- **Quoted passage**
* begin *
# Original Hoke -Jewel Torch ?



## modtheworld44 (Oct 19, 2015)

Hey Yall

I was just curious what a decent price would be for a brand new one with kit of 7 tips.I found some one local that carries them for under $100.00.Thanks in advance.



modtheworld44


----------



## FrugalRefiner (Oct 19, 2015)

What's included? Does it come with hoses, valves, gauges, etc., or is it just the torch head and tips?

Dave


----------



## modtheworld44 (Oct 19, 2015)

FrugalRefiner said:


> What's included? Does it come with hoses, valves, gauges, etc., or is it just the torch head and tips?
> 
> Dave



FrugalRefiner

The torch is $59.95 and kit is $24.65 no hoses or regulator(which I already have anyways),so is this good or bad being brand new.The extra replacement tips are $2.30-$7.70 a piece depending on tip number.Thanks in advance.



modtheworld44


----------



## Palladium (Oct 19, 2015)
* end *
- **Task statement**
In the torch thread, why does the original poster not mind that the torch and tip kit come without a regulator? Answer in one to three sentences.

- **Entries**
* begin *
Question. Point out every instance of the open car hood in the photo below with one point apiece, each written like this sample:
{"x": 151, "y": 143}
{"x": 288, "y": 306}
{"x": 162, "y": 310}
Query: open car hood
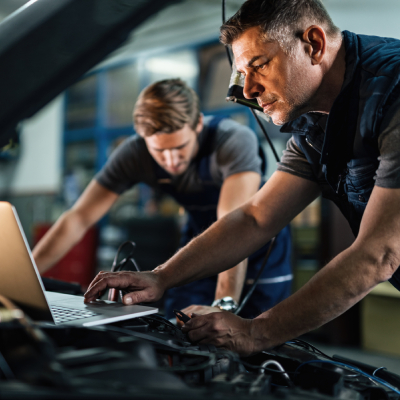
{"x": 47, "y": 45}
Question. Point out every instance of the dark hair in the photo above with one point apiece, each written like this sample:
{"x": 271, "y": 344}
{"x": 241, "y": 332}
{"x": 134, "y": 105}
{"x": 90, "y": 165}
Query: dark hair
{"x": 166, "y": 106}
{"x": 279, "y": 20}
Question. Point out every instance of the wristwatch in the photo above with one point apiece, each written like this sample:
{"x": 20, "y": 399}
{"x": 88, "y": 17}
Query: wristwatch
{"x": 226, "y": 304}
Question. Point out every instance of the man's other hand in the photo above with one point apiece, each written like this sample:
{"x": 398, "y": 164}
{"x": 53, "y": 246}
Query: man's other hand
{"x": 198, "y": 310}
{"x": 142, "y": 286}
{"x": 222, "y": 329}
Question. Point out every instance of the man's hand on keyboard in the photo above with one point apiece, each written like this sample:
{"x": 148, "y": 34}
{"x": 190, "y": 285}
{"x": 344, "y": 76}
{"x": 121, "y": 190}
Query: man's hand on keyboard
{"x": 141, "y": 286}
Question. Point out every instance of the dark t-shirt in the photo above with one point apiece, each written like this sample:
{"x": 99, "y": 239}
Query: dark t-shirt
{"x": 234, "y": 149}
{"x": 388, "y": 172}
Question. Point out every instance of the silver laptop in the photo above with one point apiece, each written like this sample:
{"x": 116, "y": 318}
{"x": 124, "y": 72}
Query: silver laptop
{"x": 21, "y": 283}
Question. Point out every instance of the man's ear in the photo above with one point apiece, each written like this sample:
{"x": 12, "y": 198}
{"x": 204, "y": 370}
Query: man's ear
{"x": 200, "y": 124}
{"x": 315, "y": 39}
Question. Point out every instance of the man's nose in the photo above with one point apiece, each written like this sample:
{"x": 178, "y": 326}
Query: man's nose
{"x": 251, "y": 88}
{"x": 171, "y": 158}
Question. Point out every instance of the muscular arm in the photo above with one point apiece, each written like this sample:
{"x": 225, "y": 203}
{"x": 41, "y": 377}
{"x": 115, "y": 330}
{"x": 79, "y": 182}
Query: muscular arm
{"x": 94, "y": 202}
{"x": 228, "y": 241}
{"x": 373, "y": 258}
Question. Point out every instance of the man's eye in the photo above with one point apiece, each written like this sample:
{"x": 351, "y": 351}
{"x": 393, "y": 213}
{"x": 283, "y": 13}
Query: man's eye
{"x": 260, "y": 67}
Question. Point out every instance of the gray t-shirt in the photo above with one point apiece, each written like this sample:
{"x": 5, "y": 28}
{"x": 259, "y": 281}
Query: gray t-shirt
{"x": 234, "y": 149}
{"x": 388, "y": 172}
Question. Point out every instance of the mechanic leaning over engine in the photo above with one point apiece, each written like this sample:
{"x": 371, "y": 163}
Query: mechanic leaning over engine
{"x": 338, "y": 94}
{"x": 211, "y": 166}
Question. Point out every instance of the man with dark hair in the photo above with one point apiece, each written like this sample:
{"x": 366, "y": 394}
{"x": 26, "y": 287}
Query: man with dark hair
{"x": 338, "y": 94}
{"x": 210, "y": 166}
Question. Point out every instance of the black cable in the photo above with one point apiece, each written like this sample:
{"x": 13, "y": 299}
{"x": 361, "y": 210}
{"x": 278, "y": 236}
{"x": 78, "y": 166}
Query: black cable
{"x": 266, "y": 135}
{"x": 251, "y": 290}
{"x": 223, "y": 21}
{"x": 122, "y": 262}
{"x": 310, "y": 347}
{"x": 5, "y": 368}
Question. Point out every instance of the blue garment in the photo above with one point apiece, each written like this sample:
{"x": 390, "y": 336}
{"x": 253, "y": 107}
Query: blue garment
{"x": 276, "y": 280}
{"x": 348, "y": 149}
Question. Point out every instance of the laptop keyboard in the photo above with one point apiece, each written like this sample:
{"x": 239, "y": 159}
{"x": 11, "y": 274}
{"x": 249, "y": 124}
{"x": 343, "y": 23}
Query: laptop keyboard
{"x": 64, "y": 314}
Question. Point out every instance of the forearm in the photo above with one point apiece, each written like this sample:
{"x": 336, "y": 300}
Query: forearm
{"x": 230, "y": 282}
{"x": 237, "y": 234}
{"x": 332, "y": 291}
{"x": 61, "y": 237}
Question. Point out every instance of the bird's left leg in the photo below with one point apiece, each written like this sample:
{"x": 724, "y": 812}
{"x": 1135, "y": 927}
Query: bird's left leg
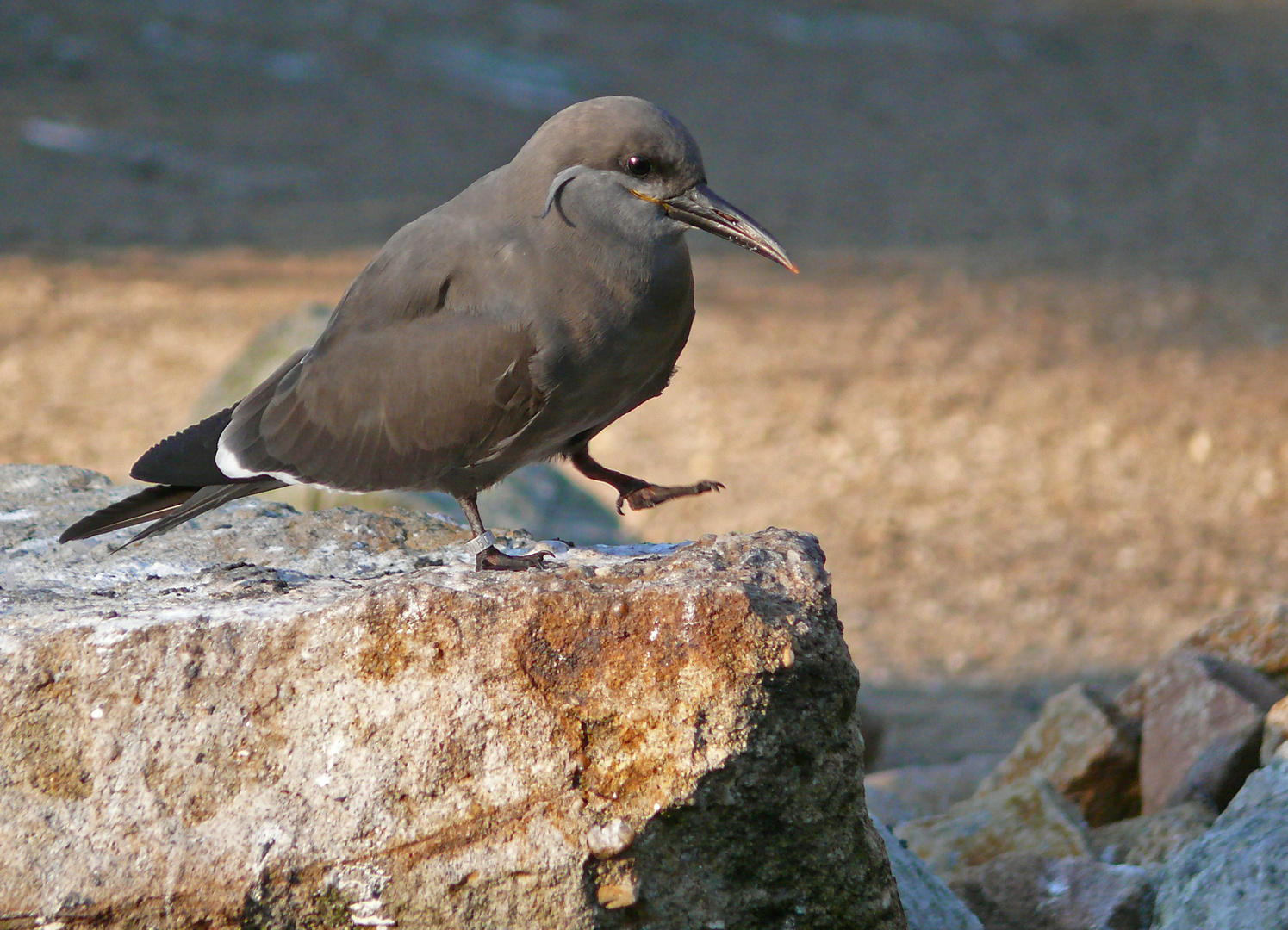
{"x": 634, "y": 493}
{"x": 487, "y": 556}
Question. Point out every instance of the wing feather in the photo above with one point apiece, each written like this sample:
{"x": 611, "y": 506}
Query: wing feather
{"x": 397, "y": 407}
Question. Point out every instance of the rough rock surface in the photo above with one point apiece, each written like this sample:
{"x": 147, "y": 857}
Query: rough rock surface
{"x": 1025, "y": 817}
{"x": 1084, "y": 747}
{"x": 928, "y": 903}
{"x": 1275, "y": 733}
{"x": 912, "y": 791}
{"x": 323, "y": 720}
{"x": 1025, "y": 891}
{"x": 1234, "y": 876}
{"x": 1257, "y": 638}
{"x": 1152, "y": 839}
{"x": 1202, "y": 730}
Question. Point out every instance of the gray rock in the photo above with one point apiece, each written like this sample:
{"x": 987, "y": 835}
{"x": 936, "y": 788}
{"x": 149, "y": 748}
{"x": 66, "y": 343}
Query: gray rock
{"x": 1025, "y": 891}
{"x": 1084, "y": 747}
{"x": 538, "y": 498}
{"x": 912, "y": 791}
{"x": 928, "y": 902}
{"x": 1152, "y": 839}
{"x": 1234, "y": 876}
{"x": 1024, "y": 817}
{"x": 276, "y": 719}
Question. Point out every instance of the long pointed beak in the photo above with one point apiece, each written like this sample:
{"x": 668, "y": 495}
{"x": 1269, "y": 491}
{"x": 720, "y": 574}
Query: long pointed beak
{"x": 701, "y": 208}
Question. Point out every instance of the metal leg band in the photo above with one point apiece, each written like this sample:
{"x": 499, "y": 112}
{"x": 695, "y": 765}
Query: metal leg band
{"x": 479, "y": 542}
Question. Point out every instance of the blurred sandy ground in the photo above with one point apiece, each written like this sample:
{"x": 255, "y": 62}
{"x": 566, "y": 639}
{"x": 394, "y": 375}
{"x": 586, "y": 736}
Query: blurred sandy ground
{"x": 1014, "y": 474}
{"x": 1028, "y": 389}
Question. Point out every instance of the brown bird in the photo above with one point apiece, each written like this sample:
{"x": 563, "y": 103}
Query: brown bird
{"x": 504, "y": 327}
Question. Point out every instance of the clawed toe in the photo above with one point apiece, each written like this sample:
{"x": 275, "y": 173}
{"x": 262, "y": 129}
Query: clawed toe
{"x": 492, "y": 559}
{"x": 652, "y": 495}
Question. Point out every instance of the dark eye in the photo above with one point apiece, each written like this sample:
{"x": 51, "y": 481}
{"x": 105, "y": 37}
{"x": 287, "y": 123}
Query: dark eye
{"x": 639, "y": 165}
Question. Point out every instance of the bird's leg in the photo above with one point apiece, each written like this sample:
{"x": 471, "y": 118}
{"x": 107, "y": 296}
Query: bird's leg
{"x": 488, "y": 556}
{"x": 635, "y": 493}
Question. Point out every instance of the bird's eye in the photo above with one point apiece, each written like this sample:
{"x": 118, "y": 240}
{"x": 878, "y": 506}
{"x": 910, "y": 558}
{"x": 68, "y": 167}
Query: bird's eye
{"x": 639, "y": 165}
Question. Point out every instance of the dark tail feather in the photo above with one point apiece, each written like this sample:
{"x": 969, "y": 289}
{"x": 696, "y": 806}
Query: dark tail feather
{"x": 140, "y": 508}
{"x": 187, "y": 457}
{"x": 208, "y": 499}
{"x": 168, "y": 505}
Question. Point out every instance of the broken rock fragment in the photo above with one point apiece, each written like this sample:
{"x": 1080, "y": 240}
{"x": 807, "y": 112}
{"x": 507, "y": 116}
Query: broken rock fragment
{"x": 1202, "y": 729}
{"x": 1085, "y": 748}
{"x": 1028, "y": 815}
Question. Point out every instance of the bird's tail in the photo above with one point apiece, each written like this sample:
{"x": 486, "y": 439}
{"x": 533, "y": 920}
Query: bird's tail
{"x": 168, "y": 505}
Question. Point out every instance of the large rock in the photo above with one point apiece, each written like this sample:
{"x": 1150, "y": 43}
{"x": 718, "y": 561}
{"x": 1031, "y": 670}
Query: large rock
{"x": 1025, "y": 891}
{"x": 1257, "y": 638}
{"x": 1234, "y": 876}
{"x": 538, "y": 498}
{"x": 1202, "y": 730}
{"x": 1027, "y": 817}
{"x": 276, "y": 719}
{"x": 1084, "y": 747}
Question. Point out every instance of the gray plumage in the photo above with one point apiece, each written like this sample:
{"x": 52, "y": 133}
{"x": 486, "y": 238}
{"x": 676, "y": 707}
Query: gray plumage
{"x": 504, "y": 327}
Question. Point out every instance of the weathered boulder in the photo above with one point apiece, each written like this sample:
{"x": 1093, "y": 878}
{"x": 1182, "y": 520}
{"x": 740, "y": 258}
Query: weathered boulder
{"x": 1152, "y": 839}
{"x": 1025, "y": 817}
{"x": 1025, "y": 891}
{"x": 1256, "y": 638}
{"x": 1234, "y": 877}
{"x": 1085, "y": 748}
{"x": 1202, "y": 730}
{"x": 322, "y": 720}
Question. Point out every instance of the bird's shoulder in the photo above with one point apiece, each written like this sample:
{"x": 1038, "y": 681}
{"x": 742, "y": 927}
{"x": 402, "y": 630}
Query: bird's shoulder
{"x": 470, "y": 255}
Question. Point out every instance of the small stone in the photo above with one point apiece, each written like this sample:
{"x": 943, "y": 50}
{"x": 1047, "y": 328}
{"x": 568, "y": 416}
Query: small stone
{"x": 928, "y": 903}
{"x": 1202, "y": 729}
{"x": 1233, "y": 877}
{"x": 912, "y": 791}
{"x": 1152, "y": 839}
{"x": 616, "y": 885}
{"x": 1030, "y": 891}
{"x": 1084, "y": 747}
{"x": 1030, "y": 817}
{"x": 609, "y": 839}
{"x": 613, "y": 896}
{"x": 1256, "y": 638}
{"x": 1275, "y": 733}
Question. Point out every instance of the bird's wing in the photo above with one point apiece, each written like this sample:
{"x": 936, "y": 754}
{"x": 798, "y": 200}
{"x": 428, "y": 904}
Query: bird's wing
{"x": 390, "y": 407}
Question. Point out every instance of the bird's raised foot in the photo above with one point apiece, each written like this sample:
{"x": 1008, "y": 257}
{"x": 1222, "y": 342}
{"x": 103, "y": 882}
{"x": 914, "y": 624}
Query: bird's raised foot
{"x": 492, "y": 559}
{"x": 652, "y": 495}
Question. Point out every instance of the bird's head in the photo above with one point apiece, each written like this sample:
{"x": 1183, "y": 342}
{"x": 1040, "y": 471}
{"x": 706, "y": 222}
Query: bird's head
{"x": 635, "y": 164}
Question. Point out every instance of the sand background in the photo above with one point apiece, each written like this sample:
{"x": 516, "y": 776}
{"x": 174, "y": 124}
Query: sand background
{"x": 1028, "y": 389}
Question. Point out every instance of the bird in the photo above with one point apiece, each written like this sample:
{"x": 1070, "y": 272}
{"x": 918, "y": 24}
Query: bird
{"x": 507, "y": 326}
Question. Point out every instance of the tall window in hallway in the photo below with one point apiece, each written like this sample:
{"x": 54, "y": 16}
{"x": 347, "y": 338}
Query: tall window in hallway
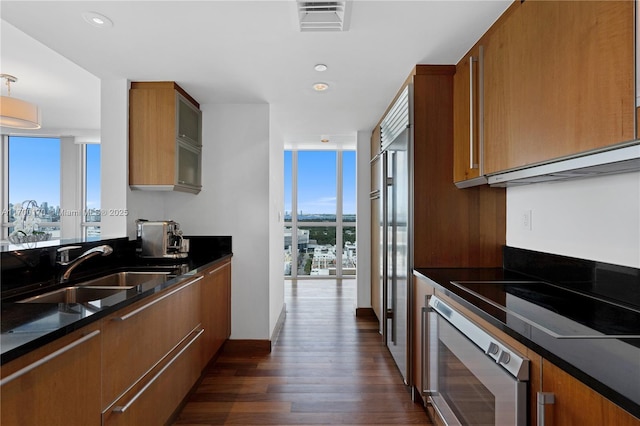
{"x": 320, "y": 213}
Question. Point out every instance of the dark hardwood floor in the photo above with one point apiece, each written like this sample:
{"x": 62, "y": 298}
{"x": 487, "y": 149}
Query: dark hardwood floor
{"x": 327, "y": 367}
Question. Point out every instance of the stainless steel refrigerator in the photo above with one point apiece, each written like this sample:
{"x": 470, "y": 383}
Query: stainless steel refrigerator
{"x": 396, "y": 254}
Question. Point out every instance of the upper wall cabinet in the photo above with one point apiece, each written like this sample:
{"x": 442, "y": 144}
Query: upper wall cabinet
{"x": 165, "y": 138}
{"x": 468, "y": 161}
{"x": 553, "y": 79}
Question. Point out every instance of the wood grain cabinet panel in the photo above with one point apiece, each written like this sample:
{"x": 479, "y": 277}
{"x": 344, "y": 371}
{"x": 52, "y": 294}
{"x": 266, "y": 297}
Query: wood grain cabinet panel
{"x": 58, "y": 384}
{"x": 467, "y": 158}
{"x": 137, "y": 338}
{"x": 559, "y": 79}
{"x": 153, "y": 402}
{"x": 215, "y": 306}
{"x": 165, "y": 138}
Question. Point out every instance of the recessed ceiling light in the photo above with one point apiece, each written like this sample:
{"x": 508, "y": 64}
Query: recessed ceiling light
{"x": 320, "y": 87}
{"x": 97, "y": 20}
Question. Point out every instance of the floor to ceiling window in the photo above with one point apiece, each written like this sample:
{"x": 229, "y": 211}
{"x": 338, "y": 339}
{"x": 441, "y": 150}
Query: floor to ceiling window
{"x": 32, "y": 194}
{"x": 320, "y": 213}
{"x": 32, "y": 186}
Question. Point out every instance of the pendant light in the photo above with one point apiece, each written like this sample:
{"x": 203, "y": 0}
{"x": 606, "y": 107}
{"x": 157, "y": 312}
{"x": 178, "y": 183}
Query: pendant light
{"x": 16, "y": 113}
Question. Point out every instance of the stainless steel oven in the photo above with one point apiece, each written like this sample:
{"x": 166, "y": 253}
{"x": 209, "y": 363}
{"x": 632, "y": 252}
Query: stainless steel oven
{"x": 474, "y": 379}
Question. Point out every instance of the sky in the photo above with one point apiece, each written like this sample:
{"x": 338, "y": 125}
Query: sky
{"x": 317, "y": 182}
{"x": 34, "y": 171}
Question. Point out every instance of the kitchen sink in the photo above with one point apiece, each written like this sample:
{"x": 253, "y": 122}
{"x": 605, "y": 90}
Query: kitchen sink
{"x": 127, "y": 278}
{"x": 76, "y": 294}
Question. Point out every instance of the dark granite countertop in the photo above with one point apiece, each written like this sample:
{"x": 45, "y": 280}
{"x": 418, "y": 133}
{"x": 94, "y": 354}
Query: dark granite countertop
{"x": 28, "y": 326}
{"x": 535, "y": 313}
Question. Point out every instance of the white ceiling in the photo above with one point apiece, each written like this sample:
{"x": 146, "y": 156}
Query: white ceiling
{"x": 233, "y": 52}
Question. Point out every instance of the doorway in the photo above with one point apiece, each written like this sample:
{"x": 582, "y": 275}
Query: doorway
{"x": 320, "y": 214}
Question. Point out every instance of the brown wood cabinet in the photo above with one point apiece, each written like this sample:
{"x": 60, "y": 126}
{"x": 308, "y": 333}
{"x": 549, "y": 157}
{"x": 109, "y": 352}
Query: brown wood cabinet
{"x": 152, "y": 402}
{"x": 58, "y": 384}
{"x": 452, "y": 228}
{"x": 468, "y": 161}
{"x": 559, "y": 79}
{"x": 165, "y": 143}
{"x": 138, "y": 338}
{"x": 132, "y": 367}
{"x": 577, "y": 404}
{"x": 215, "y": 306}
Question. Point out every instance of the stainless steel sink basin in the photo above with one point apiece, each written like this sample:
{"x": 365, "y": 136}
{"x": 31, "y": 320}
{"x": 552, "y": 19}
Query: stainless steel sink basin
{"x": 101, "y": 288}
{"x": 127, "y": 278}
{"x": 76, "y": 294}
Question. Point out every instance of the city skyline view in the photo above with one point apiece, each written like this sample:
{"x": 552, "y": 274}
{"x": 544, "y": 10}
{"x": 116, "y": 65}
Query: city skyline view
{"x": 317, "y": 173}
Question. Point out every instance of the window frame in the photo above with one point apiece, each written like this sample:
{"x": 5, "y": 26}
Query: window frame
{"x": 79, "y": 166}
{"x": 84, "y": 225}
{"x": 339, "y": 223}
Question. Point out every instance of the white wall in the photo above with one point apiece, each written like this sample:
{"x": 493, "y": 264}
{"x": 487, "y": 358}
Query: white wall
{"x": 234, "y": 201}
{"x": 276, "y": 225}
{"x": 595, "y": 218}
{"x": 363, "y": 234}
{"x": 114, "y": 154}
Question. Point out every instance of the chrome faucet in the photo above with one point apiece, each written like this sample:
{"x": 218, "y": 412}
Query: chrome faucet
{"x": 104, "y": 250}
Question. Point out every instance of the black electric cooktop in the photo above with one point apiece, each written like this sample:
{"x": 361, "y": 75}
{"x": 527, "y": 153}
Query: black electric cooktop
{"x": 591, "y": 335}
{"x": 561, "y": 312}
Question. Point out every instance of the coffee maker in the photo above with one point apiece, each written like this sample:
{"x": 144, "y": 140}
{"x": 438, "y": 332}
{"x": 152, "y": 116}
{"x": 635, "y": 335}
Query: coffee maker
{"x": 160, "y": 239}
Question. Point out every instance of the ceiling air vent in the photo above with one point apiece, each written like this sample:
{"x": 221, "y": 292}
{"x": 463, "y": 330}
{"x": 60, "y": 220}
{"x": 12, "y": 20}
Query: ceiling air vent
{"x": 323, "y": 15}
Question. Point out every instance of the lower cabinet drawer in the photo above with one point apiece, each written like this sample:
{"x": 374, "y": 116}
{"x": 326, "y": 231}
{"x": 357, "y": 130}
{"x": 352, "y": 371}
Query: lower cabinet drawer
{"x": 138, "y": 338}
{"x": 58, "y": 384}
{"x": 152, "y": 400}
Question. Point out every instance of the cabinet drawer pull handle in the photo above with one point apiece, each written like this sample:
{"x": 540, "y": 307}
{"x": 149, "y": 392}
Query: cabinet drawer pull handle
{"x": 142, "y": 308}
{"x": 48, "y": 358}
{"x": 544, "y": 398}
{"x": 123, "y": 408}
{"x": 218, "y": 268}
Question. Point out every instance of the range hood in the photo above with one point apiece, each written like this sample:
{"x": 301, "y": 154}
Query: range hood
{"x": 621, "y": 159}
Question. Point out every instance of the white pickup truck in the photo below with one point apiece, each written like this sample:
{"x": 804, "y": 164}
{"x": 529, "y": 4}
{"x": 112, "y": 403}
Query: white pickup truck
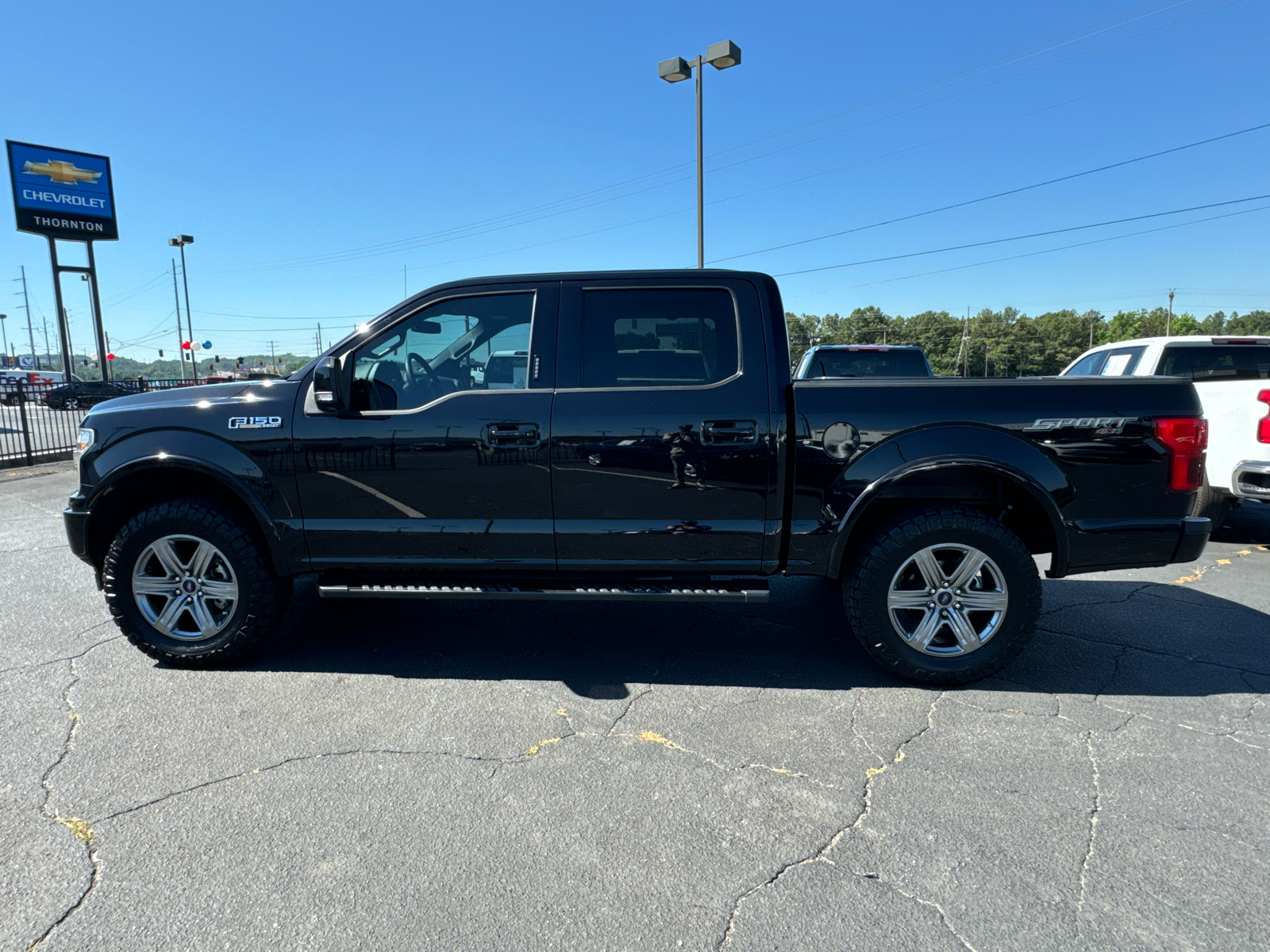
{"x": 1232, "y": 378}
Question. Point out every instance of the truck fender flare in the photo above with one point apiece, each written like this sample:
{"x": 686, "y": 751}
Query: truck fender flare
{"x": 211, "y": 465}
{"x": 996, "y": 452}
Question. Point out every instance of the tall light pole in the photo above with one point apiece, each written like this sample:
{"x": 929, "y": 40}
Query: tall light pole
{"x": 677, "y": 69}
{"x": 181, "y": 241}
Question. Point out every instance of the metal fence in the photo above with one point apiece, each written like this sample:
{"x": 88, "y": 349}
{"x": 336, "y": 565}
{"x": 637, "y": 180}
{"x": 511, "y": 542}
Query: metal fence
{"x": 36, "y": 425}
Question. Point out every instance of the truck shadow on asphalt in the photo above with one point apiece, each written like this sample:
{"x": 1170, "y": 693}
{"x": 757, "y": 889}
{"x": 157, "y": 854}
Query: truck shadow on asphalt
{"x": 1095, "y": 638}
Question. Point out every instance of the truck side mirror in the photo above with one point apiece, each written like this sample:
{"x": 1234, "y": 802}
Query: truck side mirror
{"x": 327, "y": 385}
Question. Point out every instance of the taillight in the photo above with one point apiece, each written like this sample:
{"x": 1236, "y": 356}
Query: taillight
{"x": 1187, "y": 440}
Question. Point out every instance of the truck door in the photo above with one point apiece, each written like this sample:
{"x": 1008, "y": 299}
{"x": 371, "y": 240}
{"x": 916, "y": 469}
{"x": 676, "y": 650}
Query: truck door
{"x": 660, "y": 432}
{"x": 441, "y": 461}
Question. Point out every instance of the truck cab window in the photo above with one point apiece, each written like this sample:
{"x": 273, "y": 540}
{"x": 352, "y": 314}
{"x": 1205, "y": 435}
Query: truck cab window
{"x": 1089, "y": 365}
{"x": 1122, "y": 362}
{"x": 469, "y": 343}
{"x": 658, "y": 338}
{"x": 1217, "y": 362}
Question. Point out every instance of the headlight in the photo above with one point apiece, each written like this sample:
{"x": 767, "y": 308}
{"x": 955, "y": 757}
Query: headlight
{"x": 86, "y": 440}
* end *
- **Answer to the task**
The poster already has a regulator, so its absence from the $59.95 torch and $24.65 tip kit is not a concern.